:: Фрагмент текста ::
Родился Август–Фридрих–Фердинанд фон–Коцебу в Веймаре в 1761 году. Двадцати лет, по указанию прусского посланника при российском дворе, отправился он в Россию и стал секретарем, военного генерал–губернатора Санкт–Петербурга, фон–Бауэра. Через два года он перевелся на службу в Остзейский край. Писал он еще в Веймаре (где занимался также адвокатской практикой), но слава его началась с 1785 года, когда он опубликовал роман, дважды переведенный на русский язык, первый раз под заглавием «Всё щастие – одна лишь мечта, или страдания Ортенбергской фамилии». За годы своей остзейской службы Коцебу написал большинство своих романов и драм, имевших огромный успех как в Германии, так и в России, а также переведенных на многие другие европейские языки. После смерти Екатерины II он вышел в отставку и в 1798 году получил место директора придворного театра в Вене. Однако, дети его оставались учиться в Петербурге, в кадетском корпусе, и в 1800 году Коцебу, желая их навестить, отправился в Россию. На границе он был, по приказанию государя, арестован и сослан в Сибирь. Причины столь крутого решения неясны, но ссылка Коцебу продолжалась недолго. Павел Петрович случайно прочел его пьесу «Лейб–кучер Петра Великого», пришел в восторг, немедленно приказал вернуть автора из Сибири, осыпал его милостями и назначил директором немецкого театра в Петербурге.
С воцарением Александра, Коцебу вновь вышел в отставку и уехал в Берлин. Здесь он продолжал очень много писать, издавал один за другим несколько журналов, усердно проповедывал ненависть к французам во время наполеоновских войн и в 1814 году издавал в Берлине «Русско–Немецкий Листок». С 1817 года он вновь состоял на русской службе, при министерстве иностранных дел, получал 1.500 рублей в год и считался командированным в Германию. Тут он оставался всё так же популярен, как поставщик занимательного чтения, но и всё росло давно уже начавшееся недовольство его публицистикой, да и просто ненависть к нему, как к человеку. Его считали русским шпионом (не без основания, если понимать это слово в широком смысле) и подозревали, что путем доносов он враждебно настраивает русское правительство, а при его посредстве и немецких государей, ко всякому проявлению свободной мысли в Германии, особенно же – к немецкой молодежи и немецкой литературе.

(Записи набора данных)
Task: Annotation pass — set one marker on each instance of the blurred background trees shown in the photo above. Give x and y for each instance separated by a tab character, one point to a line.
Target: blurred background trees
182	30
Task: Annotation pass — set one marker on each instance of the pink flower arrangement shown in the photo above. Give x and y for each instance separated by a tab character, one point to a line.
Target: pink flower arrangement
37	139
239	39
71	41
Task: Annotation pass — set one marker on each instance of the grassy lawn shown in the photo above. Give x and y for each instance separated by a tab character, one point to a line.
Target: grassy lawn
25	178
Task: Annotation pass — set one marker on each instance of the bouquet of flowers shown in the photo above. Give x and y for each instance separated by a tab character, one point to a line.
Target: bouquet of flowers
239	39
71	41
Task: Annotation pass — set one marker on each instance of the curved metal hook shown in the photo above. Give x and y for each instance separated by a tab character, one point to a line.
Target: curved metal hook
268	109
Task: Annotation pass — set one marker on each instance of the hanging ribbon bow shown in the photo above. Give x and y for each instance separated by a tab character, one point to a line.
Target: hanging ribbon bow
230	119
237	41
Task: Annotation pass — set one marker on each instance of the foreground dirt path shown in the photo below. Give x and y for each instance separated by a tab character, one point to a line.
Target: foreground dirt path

:: Постановка задачи 1 ::
Масштабируйте строки набора данных от строки, содержащей «of the bouquet», до конца записей включительно. Приведите только эти строки заново вместе с запросами, умножив каждое число в ответах (координаты x и y точек) на 1,25 и округлив до целого, причем половины округляются вверх.
:: Постановка задачи 2 ::
Допишите следующую часть фрагмента о биографии Коцебу, начиная сразу после его последнего предложения.

:: Результат задачи 1 ::
Task: Annotation pass — set one marker on each instance of the bouquet of flowers shown in the photo above. Give x and y for each instance separated by a tab character, one point to a line.
Target: bouquet of flowers
299	49
89	51
Task: Annotation pass — set one marker on each instance of the curved metal hook shown in the photo above. Give x and y for each instance separated by a tab character, one point to a line.
Target: curved metal hook
335	136
Task: Annotation pass — set one marker on each instance of the hanging ribbon bow shown in the photo above. Give x and y for each instance separated by a tab character, one point to a line.
Target: hanging ribbon bow
288	149
296	51
Task: Annotation pass — set one marker on each instance of the foreground dirt path shown in the photo below. Give x and y for each instance separated by a tab character, one point to a line.
Target: foreground dirt path

:: Результат задачи 2 ::
Студенты ненавидели Коцебу с особой лютостью. Сочинение Стурдзы, требовавшее сокращения академических свобод, приписывали ему. Возмущение росло; оно было вызвано не одними политическими причинами: в основе его было отношение к личности Коцебу в целом, и личность эта, конечно, ни в ком симпатии вызвать не могла. Коцебу был человек мелочный, жадный до денег, изворотливый и подобострастный. Он был чужд каким бы то ни было возвышенным идеям, и моральная чистоплотность его издавна была сомнительна. И как писатель, и как человек, он умел чрезвычайно искусно подлаживаться ко вкусам тех, от кого зависел его успех или его материальное благополучие. В Германии того времени весь душевный облик его казался особенно гадким: он был воплощенным издевательством над понятием о «прекрасной душе». Гете сказал о нем: «удивительное явление – эта всеобщая ненависть к Коцебу. Правда, он только и делает, что ее подогревает, восстанавливая всех против себя. Недавно еще он постарался повредить иенскому университету. Думаю, что его пребывание в Веймаре будет иметь для него неприятные последствия. И вообще всё это плохо кончится. Можно даже предчувствовать, как именно».
Действительно, это кончилось для Коцебу плохо. Вскоре после того, как слова эти были произнесены, он переехал из Веймара в Маннгейм. Здесь и настигла его судьба.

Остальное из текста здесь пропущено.